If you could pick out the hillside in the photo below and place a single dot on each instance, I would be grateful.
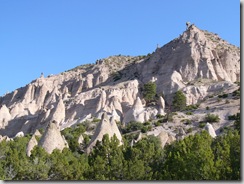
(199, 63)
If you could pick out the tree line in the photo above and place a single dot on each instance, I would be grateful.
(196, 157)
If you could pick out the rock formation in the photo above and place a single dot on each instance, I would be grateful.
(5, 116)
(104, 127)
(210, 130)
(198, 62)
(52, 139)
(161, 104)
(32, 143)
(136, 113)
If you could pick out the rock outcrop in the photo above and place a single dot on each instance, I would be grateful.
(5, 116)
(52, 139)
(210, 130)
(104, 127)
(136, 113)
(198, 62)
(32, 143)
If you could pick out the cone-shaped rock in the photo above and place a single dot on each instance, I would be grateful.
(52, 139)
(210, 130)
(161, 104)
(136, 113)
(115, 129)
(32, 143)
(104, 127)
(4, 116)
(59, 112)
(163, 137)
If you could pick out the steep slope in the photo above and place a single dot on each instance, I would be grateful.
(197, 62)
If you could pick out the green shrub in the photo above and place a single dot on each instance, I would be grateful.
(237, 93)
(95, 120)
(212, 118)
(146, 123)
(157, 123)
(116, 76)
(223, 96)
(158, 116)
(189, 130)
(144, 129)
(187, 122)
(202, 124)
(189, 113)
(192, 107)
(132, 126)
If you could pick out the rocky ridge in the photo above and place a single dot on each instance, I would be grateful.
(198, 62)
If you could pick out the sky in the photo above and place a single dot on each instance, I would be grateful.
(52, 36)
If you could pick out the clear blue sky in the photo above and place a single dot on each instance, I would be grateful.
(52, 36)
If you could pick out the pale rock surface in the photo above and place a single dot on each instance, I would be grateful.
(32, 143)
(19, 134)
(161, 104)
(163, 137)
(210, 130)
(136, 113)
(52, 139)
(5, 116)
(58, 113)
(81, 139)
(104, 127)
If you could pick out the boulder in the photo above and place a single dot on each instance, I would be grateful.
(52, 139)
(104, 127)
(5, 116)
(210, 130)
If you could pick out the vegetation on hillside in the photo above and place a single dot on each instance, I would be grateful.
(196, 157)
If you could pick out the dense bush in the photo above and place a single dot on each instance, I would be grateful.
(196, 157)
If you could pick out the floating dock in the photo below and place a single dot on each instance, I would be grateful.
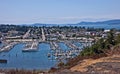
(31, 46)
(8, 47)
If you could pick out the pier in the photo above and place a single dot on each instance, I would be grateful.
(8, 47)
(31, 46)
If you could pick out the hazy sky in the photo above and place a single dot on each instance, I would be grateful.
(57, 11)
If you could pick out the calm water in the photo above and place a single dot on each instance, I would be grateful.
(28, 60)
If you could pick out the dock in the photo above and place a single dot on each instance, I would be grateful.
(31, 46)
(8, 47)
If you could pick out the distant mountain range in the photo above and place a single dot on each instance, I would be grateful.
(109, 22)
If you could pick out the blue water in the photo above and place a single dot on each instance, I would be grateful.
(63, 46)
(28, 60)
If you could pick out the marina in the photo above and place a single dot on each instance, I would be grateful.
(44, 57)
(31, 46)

....

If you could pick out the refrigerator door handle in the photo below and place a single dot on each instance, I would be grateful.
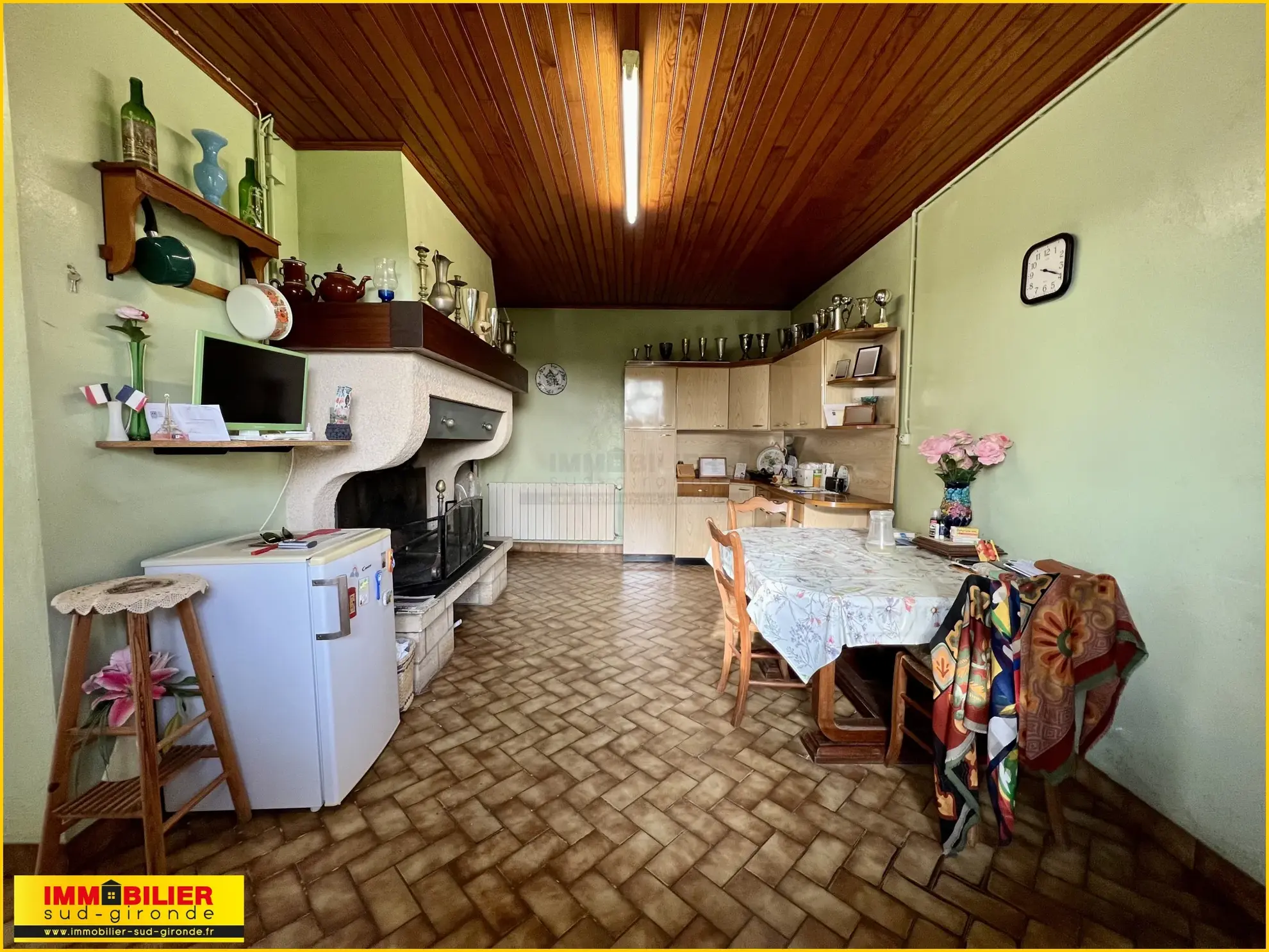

....

→ Work to complete: Show each line of the records above that contains the word "blue".

→ Correct response:
If you could pick out the clear blue sky in the photo above and place a single dot on each instance, I would be grateful.
If you could pick out the blue water in the photo above and place a single dot on each instance, I would be grateful.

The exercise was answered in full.